[TASK DETAILS] Write out every record below exactly as it appears, omitting the pictures.

★ ★ ★ ★ ★

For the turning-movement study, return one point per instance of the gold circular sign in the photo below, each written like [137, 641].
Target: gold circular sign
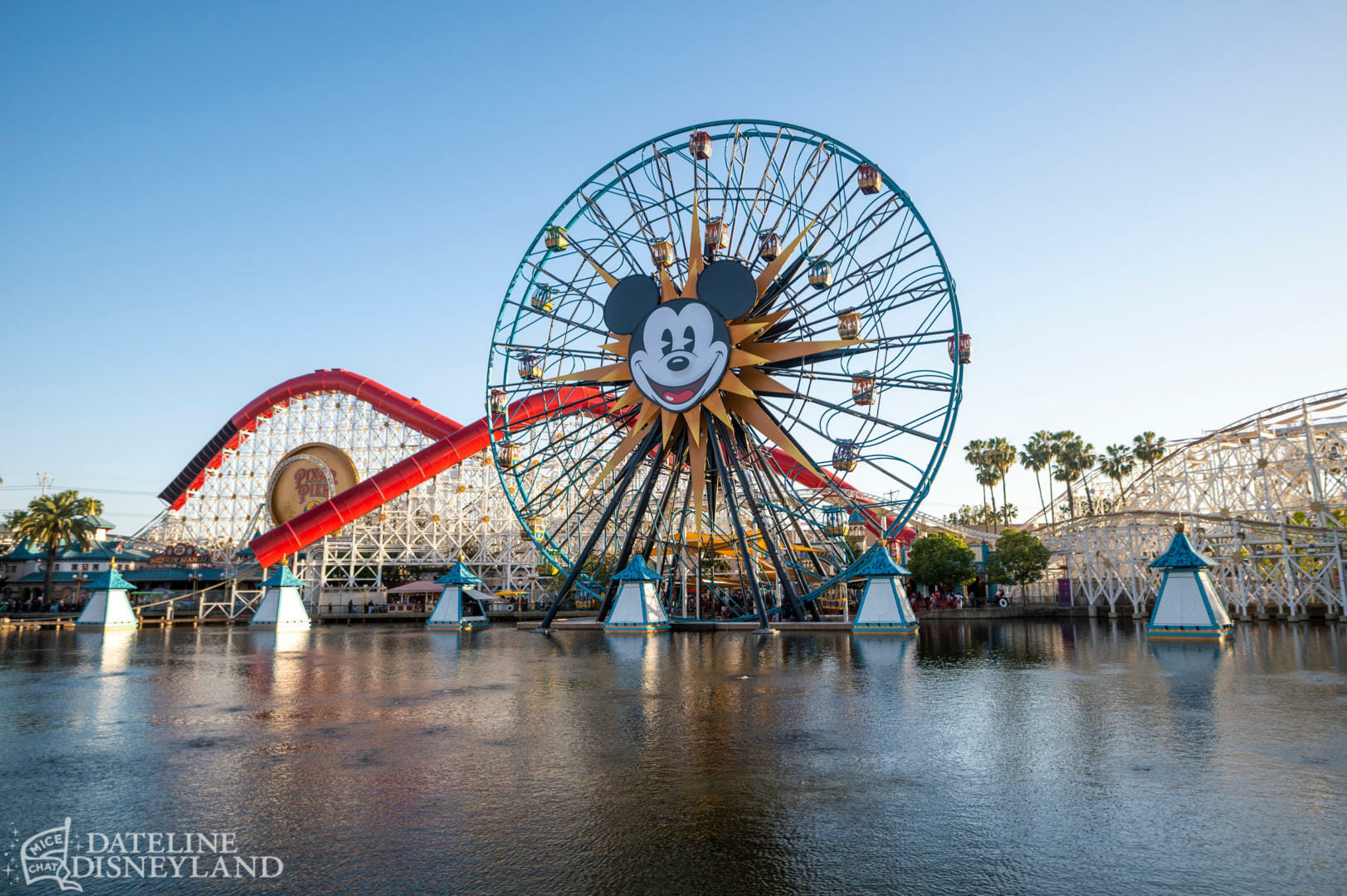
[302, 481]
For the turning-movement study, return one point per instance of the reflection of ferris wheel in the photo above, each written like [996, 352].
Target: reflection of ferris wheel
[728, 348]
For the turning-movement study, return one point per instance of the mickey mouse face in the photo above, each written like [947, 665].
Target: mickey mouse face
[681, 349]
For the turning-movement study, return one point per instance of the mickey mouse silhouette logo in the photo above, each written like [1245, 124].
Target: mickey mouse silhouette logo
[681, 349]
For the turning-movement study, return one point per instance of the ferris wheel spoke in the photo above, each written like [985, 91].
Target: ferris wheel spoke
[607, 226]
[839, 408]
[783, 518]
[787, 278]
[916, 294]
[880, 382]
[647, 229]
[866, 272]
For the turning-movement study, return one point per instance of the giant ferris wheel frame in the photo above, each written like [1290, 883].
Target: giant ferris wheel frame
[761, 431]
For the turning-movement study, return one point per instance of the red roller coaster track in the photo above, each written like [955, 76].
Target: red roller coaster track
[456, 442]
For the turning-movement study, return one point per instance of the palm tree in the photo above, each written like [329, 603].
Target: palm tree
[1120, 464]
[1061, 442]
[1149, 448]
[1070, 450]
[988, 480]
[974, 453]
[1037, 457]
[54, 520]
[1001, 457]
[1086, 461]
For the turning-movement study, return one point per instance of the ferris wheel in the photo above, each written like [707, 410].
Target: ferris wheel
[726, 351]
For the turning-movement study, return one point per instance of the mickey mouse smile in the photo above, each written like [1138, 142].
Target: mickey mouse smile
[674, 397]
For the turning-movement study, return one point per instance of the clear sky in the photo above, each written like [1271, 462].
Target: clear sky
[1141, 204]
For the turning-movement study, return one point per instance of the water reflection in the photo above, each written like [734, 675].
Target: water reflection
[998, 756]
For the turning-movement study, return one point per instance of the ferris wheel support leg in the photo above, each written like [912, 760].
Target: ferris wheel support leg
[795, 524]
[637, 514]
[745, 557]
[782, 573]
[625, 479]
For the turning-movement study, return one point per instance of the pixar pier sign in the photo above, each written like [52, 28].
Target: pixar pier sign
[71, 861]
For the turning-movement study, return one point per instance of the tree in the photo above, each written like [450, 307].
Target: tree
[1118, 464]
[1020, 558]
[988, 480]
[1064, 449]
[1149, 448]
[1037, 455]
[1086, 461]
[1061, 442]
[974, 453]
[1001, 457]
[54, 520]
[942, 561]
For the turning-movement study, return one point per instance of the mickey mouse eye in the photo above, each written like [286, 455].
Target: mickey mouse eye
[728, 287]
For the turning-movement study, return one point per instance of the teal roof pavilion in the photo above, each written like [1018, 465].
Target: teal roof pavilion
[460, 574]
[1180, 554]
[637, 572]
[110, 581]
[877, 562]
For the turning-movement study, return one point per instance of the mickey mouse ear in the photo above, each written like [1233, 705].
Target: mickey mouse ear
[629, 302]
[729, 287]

★ ★ ★ ★ ★

[TASK RESULT]
For the turning-movement study, return one point per instance of the gold circular sign in the photo below, each written like [137, 641].
Target: gold circular sign
[302, 481]
For the turning-movement study, return one point per instance of the reflection of ferris wheel in the photo above, each written like [996, 352].
Target: reflection of ferris wheel
[728, 348]
For the turning-movement study, return one point per instance of the mickey mouse face in the photo above, each written like [947, 665].
Target: mickey mouse face
[681, 349]
For the turning-movement study, return one point per instance of the mickey mouse silhouette logo in the photo above, each written like [1245, 124].
Target: mickey mouse silhouette logo
[681, 349]
For the turning-movement study, return one point per instance of the ferris wheel spoke in the photo above, each written like [985, 91].
Target: ferris wheel spoke
[607, 226]
[839, 408]
[783, 518]
[787, 278]
[916, 294]
[880, 382]
[647, 229]
[866, 272]
For the turning-movement study, return one point per instance of the giant ferris wheel frame in the photo above, each written like [1290, 883].
Target: giant ferris wheel frame
[761, 431]
For the turning-movement study, return one point per instance of the red roller coaster track in the photo above, each written like [955, 76].
Target: red roller coaster track
[456, 442]
For the turning-movement study, return one point per instance of the palm tree in the photo above, each written like [329, 603].
Target: palm tree
[1120, 464]
[1061, 442]
[1149, 448]
[1070, 450]
[988, 480]
[974, 453]
[1037, 457]
[54, 520]
[1001, 457]
[1086, 461]
For the turning-movement study, return one point per instance of the ferris wheel in the photo above, each written like [707, 410].
Target: ferris wheel
[726, 351]
For the turning-movement study, return one point per instance of the mickey mouse smile in the photo above, each written like [1138, 142].
Target: mickey mouse smile
[674, 397]
For the turning-movement study, return one point per instance of the clear sky in the photo above, each written like [1271, 462].
Target: clear sky
[1141, 204]
For the turning-movement study, return one point per instance of the water reflection in the photo above, each written like [734, 675].
Target: water reflection
[998, 756]
For the turning-movement study, return one point per instance of the ferris wheel support leg in the photo above, each written like [912, 760].
Target: ferris wheel support leg
[795, 524]
[637, 514]
[745, 557]
[782, 573]
[625, 479]
For the turning-movement study, return one point per instance of the pixar pier sign in the photo above, each written like [52, 28].
Target: pixar pier sign
[71, 861]
For the turning-movement study, return one point per instance of the tree in the photo above, each written like [450, 307].
Target: tree
[1118, 464]
[1020, 558]
[988, 480]
[1064, 449]
[1149, 448]
[1037, 455]
[1086, 461]
[1061, 442]
[974, 453]
[1001, 457]
[54, 520]
[942, 561]
For the turning-movement study, return one point per instance of the mickey mouse eye in the photo above, each written like [286, 455].
Target: mickey mouse eye
[728, 287]
For the turning-movement study, return one point per instance of the teal roof pavilion in the photo above, each written like [1018, 465].
Target: teal roof pavilion
[460, 574]
[1180, 554]
[637, 572]
[110, 581]
[877, 562]
For the turning-movement study, return one point per instance of the mickey mouse ear in the photo above, each written like [1233, 705].
Target: mickey mouse ear
[629, 302]
[729, 287]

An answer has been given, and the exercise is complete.